- [TEXT EXTRACT]
>>

Below is a consolidated overview of all feature tables registered in the Databricks Feature Store for the AeroDemo project, including their primary keys and schema details.

---

#### 🚀 1. `arao.aerodemo.component_features_engine_table`

**Primary Keys:**  
- `aircraft_id`  
- `event_timestamp`

**Schema:**  
- aircraft_id (string)  
- component_id (string)  
- event_timestamp (string)  
- thrust_level (double)  
- fuel_consumption_rate (double)  
- temperature_reading (double)  
- vibration_level (double)  
- oil_pressure (double)  
- health_status (string)  
- prev_temp (double)  
- prev_vibration (double)  
- avg_temp_7d (double)  
- avg_vibration_7d (double)  
- avg_oil_pressure_7d (double)

---

#### 🚀 2. `arao.aerodemo.component_features_landing_gear_table`

**Primary Keys:**  
- `aircraft_id`  
- `event_timestamp`

**Schema:**  
- aircraft_id (string)  
- component_id (string)  
- event_timestamp (string)  
- hydraulic_pressure (double)  
- strut_compression (double)  
- brake_wear (double)  
- brake_temperature (double)  
- shock_absorber_status (double)  
- health_status (string)  
- prev_brake_temp (double)  
- prev_brake_wear (double)  
- avg_brake_temp_7d (double)  
- avg_brake_wear_7d (double)

---

#### 🚀 3. `arao.aerodemo.component_features_airframe_table`

**Primary Keys:**  
- `aircraft_id`  
- `event_timestamp`

**Schema:**  
- aircraft_id (string)  
- component_id (string)  
- event_timestamp (string)  
- stress_points (double)  
- fatigue_crack_growth (double)  
- temperature_fluctuations (double)  
- structural_integrity (double)  
- health_status (string)  
- prev_stress_points (double)  
- prev_fatigue (double)

<<

- [STATED PROBLEM A] Reproduce the feature table overview word for word.

- [PROVIDED DATA]
>>

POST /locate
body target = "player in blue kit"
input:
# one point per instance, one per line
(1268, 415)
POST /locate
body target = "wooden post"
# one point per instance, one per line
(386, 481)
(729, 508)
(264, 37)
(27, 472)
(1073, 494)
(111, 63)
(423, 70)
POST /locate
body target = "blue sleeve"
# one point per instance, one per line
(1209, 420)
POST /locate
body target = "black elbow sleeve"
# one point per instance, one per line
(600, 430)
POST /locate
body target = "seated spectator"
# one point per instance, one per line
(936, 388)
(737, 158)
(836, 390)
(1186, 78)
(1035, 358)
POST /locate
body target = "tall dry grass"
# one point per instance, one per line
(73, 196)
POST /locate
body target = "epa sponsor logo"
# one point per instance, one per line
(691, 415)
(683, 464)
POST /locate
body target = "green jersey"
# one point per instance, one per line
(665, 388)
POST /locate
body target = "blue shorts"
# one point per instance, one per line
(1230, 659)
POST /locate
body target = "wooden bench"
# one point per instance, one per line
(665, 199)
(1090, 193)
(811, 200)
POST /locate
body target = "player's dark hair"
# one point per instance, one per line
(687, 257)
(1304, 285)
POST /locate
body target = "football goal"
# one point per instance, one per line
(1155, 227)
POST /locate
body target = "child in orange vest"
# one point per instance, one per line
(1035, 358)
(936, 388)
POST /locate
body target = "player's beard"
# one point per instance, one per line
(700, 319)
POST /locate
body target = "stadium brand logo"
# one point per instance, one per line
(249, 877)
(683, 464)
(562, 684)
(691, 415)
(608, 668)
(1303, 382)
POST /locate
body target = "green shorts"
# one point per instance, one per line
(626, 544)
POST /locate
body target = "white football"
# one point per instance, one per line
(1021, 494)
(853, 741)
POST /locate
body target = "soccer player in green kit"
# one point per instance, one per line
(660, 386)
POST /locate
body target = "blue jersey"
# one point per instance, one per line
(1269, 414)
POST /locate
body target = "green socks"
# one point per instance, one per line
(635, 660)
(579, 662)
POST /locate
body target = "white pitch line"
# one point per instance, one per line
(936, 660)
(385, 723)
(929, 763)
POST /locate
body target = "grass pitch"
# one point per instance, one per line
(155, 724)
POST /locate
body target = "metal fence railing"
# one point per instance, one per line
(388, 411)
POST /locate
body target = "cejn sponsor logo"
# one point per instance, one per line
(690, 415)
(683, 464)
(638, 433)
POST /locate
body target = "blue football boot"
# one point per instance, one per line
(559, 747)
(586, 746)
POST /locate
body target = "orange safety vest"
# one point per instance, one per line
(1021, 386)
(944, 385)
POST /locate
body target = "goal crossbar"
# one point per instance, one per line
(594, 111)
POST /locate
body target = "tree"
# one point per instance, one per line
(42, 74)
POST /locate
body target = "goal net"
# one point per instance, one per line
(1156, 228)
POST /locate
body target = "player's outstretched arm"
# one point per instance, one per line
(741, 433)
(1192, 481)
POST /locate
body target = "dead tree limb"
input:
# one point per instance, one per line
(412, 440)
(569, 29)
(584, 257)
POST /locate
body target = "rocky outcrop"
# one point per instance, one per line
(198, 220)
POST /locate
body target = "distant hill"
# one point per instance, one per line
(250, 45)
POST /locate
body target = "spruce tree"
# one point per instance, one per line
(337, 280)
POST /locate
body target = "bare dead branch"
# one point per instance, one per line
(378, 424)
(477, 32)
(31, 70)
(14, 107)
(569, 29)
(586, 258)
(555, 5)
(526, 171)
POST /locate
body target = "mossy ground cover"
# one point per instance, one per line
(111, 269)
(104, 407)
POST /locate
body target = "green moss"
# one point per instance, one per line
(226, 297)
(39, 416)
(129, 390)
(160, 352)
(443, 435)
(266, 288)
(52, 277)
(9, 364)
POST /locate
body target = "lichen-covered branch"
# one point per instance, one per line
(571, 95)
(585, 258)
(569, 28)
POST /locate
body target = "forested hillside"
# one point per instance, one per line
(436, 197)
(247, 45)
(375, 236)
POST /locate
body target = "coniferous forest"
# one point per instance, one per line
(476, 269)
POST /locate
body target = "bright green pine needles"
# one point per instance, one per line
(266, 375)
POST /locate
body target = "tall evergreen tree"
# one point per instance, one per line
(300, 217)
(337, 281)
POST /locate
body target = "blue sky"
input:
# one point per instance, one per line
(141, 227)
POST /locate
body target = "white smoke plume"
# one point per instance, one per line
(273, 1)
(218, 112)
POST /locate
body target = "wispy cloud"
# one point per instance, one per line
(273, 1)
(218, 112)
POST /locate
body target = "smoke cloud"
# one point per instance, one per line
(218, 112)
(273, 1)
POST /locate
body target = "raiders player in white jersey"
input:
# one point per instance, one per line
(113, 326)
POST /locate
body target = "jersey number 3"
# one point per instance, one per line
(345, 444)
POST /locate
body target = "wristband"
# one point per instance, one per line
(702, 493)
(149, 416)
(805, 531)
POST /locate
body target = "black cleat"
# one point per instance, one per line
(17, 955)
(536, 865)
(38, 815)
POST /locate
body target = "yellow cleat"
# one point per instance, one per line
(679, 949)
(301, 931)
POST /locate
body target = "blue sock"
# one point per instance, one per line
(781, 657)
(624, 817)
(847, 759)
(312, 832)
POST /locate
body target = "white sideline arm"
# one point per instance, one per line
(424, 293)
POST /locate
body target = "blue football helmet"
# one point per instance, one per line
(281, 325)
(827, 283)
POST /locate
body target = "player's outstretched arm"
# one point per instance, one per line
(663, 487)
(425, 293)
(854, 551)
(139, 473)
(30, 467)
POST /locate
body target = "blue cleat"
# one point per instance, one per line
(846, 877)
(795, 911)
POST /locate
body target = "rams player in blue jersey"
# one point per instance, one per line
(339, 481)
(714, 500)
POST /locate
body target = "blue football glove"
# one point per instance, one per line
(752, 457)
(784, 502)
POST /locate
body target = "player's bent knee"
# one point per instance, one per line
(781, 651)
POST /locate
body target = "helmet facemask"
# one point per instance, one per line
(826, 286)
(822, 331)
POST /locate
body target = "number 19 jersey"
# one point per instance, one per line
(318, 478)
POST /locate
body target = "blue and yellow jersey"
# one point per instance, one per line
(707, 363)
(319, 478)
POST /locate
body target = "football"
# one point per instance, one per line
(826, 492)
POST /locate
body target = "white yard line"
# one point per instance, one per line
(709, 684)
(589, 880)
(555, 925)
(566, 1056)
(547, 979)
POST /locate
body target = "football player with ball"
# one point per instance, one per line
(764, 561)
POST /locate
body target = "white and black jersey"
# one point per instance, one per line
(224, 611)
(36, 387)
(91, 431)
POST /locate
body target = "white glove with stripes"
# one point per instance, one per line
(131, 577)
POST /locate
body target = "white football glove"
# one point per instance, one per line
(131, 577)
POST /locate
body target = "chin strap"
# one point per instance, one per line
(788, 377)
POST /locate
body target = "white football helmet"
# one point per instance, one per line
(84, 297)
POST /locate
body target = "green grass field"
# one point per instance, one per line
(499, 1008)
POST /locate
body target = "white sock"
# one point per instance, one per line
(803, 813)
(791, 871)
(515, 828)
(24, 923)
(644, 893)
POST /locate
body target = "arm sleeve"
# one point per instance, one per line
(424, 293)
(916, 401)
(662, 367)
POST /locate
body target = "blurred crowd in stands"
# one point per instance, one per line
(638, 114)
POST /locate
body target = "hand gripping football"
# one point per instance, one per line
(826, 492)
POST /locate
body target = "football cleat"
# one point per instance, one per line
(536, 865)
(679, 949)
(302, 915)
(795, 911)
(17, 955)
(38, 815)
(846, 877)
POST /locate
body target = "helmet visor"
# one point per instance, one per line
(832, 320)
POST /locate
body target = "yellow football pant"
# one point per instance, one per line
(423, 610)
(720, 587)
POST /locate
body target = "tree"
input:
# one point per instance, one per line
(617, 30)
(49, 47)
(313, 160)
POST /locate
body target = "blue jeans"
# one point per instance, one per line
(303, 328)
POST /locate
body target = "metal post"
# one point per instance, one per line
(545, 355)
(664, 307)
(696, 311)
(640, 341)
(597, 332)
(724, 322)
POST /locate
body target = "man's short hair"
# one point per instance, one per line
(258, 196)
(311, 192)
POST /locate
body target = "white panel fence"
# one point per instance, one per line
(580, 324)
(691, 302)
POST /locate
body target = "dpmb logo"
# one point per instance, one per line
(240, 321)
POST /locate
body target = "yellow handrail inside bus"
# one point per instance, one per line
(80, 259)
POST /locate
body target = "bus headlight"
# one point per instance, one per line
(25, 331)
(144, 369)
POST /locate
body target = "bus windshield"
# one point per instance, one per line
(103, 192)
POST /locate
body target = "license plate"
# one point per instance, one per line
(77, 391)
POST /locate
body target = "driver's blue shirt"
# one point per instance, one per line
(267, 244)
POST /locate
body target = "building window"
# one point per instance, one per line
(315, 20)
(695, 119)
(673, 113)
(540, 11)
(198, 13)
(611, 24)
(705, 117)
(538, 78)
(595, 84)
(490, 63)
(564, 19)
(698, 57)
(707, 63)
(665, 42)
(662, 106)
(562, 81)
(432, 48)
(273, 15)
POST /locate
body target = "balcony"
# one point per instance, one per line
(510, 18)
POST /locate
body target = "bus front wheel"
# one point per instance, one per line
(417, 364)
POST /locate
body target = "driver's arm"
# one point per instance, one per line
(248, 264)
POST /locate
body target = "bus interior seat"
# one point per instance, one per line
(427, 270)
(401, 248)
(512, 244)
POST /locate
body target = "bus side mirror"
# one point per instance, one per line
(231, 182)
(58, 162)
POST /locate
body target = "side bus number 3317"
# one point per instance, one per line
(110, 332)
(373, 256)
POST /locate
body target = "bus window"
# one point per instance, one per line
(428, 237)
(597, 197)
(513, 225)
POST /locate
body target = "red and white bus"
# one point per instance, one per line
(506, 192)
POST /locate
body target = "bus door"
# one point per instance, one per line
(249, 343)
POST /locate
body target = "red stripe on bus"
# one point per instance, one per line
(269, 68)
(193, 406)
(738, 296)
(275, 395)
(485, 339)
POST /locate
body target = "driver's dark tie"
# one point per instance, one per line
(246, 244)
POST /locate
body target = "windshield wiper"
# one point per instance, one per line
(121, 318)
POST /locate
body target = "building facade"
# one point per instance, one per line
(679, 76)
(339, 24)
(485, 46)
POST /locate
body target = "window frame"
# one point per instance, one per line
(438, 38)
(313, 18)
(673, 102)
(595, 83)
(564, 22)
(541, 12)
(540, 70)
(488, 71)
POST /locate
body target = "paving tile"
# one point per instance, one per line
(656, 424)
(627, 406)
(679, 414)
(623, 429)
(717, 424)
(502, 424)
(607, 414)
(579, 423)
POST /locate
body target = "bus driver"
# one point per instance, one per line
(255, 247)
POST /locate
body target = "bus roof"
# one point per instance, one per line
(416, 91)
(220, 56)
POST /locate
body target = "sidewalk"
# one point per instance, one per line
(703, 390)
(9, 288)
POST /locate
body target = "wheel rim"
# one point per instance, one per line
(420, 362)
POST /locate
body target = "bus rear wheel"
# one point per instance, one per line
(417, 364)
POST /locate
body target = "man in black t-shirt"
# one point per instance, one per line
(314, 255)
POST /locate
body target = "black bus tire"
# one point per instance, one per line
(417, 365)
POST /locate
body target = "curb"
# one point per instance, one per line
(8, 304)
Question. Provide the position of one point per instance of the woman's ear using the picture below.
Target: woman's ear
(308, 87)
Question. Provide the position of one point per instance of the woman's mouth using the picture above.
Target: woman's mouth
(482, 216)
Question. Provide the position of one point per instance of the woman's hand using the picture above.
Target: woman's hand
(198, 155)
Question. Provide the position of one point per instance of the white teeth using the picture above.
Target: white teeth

<<

- [STATED PROBLEM B] Write out the records from the line containing "teeth using the picture above." through the final line of the records, with both of those lines included.

- [FULL SOLUTION A]
Below is a consolidated overview of all feature tables registered in the Databricks Feature Store for the AeroDemo project, including their primary keys and schema details.

---

#### 🚀 1. `arao.aerodemo.component_features_engine_table`

**Primary Keys:**  
- `aircraft_id`  
- `event_timestamp`

**Schema:**  
- aircraft_id (string)  
- component_id (string)  
- event_timestamp (string)  
- thrust_level (double)  
- fuel_consumption_rate (double)  
- temperature_reading (double)  
- vibration_level (double)  
- oil_pressure (double)  
- health_status (string)  
- prev_temp (double)  
- prev_vibration (double)  
- avg_temp_7d (double)  
- avg_vibration_7d (double)  
- avg_oil_pressure_7d (double)

---

#### 🚀 2. `arao.aerodemo.component_features_landing_gear_table`

**Primary Keys:**  
- `aircraft_id`  
- `event_timestamp`

**Schema:**  
- aircraft_id (string)  
- component_id (string)  
- event_timestamp (string)  
- hydraulic_pressure (double)  
- strut_compression (double)  
- brake_wear (double)  
- brake_temperature (double)  
- shock_absorber_status (double)  
- health_status (string)  
- prev_brake_temp (double)  
- prev_brake_wear (double)  
- avg_brake_temp_7d (double)  
- avg_brake_wear_7d (double)

---

#### 🚀 3. `arao.aerodemo.component_features_airframe_table`

**Primary Keys:**  
- `aircraft_id`  
- `event_timestamp`

**Schema:**  
- aircraft_id (string)  
- component_id (string)  
- event_timestamp (string)  
- stress_points (double)  
- fatigue_crack_growth (double)  
- temperature_fluctuations (double)  
- structural_integrity (double)  
- health_status (string)  
- prev_stress_points (double)  
- prev_fatigue (double)

- [FULL SOLUTION B]
Question. Provide the position of one point per instance of the white teeth using the picture above.
Target: white teeth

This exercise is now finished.